Action item = Whenever a line below holds the word "tight", copy that line.

The records =
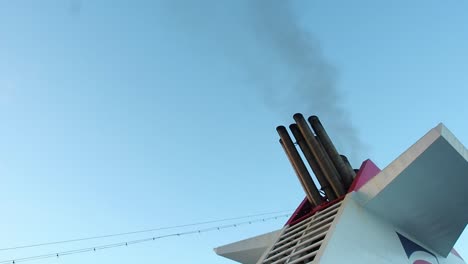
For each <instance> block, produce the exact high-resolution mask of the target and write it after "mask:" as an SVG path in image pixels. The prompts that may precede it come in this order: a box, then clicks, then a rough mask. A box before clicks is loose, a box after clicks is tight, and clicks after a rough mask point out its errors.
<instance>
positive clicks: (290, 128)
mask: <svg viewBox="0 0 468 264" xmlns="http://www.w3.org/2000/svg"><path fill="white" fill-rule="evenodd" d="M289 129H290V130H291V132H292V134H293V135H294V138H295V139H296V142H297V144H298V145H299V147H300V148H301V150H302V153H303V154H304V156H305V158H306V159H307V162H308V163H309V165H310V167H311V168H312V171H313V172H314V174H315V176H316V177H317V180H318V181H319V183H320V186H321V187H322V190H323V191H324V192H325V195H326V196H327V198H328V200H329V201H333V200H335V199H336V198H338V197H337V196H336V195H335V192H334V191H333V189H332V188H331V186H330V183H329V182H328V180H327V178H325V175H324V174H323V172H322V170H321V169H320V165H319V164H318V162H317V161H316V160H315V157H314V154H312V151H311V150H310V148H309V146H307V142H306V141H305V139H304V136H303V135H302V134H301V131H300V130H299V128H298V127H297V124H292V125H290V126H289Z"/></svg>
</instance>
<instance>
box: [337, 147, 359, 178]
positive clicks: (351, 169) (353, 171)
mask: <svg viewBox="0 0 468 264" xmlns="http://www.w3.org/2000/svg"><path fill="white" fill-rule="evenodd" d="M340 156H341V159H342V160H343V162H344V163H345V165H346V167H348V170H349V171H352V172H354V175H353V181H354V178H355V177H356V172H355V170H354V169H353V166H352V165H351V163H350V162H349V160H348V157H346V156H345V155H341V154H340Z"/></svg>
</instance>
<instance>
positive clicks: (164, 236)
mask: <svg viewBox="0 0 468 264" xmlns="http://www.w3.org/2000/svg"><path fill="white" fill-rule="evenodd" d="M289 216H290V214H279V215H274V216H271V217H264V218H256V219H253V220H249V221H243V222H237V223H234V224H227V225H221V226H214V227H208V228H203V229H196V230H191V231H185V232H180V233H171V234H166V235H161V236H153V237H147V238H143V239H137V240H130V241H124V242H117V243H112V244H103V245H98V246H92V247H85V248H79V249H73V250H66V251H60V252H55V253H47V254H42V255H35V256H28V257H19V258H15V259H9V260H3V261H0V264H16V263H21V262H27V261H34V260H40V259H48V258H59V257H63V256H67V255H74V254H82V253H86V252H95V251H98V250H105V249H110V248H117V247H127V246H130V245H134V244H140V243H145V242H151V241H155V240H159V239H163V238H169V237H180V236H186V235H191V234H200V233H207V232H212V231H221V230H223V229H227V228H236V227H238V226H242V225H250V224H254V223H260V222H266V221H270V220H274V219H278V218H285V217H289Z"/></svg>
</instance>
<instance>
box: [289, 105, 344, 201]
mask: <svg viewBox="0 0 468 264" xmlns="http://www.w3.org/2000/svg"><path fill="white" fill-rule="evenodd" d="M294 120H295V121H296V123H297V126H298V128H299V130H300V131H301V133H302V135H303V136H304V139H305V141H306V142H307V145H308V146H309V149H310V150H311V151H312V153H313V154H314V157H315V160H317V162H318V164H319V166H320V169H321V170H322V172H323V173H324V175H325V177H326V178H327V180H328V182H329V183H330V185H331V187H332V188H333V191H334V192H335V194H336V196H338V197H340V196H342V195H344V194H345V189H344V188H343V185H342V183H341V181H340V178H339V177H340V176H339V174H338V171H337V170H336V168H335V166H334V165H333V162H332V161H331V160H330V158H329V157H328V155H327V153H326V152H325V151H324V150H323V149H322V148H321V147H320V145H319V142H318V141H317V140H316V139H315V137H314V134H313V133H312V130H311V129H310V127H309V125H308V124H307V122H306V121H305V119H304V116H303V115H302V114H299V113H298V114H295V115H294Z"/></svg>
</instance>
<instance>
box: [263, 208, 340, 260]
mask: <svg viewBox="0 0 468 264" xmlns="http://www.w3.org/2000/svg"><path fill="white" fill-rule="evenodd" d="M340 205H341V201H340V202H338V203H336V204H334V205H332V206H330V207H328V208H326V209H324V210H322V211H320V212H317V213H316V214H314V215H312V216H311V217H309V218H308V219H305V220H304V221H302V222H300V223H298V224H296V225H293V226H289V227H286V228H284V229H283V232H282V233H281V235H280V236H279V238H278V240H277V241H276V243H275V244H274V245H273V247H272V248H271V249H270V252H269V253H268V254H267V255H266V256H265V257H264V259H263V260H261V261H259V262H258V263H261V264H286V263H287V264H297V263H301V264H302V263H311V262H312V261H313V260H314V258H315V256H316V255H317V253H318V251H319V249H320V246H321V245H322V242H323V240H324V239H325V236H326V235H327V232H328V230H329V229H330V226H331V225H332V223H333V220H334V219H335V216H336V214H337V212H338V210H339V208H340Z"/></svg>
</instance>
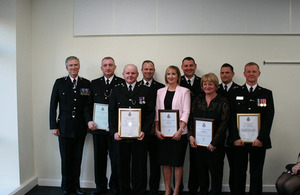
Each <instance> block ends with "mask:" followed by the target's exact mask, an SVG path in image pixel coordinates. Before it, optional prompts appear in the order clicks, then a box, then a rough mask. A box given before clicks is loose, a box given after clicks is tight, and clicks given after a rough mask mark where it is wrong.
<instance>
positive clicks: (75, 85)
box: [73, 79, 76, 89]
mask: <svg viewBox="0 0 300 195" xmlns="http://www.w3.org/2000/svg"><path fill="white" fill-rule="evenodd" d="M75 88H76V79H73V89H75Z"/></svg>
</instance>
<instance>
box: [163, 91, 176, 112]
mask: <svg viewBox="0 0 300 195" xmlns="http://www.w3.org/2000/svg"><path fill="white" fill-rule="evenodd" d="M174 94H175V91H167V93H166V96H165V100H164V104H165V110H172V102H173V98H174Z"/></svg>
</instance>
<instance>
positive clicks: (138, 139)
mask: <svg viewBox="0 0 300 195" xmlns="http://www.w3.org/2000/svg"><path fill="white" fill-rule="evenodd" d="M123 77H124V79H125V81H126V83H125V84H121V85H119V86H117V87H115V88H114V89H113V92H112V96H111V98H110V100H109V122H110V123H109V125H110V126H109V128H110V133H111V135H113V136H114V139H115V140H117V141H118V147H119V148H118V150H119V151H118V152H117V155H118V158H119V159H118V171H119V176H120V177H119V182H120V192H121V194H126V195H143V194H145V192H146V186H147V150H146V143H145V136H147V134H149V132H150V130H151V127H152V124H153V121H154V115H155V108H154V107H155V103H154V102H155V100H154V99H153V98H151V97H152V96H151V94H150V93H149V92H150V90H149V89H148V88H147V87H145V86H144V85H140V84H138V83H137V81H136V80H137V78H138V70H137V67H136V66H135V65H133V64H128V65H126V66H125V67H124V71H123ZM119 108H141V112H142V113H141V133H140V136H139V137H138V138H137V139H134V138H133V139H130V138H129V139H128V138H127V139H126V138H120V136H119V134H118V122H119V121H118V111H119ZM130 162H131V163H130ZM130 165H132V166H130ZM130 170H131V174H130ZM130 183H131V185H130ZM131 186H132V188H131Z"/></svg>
---
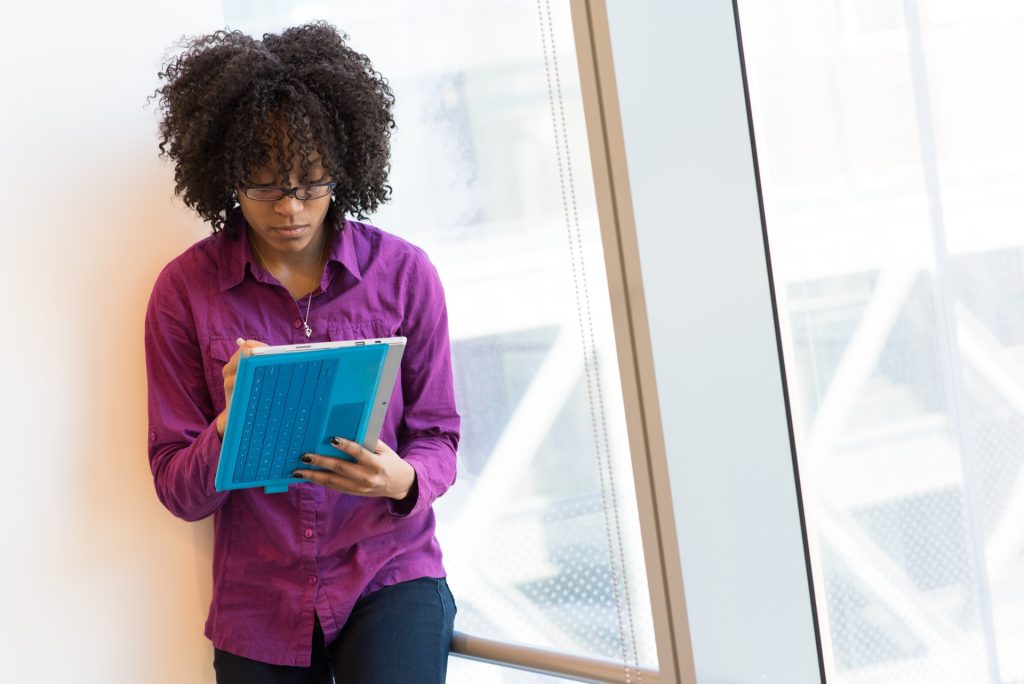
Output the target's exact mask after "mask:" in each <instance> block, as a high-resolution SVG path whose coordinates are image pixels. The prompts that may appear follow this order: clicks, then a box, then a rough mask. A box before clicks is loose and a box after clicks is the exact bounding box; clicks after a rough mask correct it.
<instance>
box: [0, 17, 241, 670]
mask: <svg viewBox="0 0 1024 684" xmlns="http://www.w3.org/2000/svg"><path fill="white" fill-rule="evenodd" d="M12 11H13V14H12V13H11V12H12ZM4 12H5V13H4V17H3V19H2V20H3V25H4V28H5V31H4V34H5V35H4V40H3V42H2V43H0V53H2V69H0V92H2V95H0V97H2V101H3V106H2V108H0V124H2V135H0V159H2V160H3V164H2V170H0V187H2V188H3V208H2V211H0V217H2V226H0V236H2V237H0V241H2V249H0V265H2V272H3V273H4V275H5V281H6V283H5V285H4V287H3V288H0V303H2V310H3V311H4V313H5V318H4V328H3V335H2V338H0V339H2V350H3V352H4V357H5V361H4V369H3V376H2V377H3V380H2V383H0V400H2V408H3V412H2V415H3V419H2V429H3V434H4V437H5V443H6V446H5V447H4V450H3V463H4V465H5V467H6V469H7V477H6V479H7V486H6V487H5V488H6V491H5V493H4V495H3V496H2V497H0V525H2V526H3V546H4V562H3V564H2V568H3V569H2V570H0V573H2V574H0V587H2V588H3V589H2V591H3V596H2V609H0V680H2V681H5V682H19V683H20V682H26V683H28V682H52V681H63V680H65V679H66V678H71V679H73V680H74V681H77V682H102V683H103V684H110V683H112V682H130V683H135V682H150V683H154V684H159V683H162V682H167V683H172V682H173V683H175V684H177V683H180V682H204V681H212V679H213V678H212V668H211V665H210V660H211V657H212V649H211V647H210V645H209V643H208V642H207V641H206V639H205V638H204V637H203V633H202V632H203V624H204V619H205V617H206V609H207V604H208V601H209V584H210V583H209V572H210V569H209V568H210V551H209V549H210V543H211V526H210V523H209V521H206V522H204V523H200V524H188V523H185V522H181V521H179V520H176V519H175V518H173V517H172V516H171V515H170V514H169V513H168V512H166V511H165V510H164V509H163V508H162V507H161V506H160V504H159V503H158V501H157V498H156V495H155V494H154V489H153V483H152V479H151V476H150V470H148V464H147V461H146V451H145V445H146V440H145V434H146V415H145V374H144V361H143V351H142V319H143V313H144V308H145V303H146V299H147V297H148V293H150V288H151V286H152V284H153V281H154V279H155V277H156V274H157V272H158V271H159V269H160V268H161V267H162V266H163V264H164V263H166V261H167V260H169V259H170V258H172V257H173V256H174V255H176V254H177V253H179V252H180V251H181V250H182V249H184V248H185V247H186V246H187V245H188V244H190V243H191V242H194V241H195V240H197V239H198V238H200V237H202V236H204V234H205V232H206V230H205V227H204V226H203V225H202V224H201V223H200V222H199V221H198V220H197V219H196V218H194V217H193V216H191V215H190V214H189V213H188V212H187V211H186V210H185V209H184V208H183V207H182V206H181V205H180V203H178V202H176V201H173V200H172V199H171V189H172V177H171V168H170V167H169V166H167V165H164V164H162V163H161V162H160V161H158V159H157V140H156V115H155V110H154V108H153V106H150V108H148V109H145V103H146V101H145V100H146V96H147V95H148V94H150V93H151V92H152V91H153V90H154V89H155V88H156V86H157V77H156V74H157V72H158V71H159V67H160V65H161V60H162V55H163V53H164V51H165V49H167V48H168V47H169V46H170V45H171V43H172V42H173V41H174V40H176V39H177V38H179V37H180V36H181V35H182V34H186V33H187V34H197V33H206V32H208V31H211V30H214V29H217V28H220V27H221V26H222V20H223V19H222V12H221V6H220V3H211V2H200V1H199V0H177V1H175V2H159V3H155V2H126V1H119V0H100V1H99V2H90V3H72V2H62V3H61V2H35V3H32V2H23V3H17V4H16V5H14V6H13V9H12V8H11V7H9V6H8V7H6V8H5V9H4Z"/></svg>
--
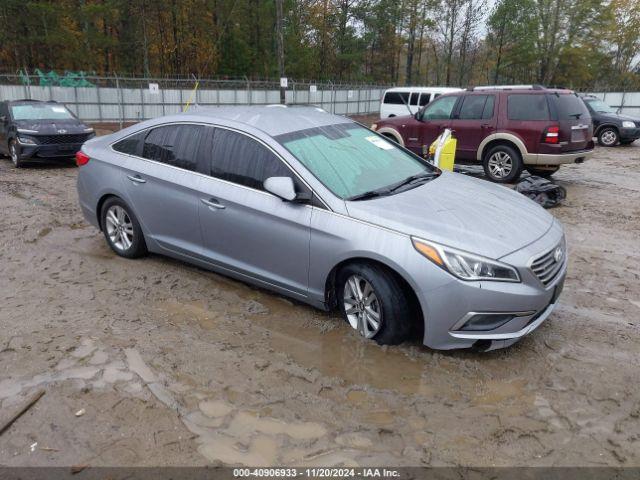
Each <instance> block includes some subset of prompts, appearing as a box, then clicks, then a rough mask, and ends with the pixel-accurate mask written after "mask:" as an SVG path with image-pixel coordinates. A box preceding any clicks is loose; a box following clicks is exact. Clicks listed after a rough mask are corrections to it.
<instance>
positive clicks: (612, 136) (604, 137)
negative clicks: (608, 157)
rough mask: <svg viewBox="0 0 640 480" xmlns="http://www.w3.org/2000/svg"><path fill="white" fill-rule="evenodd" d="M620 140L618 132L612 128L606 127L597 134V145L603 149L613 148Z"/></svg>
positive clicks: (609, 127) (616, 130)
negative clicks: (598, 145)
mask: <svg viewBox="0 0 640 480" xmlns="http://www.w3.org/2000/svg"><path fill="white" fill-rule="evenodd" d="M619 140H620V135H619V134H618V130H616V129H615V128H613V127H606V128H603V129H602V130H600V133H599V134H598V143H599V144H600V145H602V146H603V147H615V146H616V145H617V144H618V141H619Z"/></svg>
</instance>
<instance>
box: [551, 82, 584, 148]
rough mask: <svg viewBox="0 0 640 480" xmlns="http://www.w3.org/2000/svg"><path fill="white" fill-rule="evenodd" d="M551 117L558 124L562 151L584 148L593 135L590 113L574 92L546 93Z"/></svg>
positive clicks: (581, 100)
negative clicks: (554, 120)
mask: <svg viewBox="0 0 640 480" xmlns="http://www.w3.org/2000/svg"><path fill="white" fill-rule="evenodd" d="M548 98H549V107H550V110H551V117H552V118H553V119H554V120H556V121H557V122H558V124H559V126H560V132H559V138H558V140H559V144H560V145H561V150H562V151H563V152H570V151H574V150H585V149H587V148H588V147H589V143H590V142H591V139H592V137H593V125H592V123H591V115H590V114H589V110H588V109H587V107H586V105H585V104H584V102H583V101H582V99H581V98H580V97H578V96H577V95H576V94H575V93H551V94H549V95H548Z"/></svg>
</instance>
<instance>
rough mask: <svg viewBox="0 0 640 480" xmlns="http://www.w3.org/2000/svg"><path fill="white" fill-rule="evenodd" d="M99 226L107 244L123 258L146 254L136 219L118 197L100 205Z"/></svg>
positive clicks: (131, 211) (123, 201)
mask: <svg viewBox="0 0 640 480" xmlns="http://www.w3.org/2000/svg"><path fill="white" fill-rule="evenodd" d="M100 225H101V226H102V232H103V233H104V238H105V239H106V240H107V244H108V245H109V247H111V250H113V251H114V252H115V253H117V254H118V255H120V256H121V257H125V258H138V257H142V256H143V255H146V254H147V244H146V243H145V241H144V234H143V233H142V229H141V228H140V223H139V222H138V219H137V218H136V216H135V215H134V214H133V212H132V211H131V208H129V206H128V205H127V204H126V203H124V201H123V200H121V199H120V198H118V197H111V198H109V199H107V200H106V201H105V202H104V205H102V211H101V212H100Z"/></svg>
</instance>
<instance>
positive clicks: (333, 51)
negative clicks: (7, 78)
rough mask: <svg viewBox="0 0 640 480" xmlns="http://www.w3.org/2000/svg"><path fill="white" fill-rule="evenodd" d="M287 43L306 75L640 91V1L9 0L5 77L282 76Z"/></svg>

Completed exercise =
For each <instance> block, produce the exact high-resolution mask of the target and write it after "mask:" as an SVG path in image pixels. The prompts that may precede it come in this order: a box, then clicks, then a rough mask. A box before clicks is loose, a box after clicks is tight, and clicks after a rough mask point out its errors.
Each <instance> block ends with "mask:" followed by the target's exact mask, an SVG path in image pixel coordinates. Before it, optional prompts appear in the order clicks, then a box, then a rough mask. A box given before clicks is loose, a box given after clicks is tight, and clicks given after a rough mask mark where it is wrong.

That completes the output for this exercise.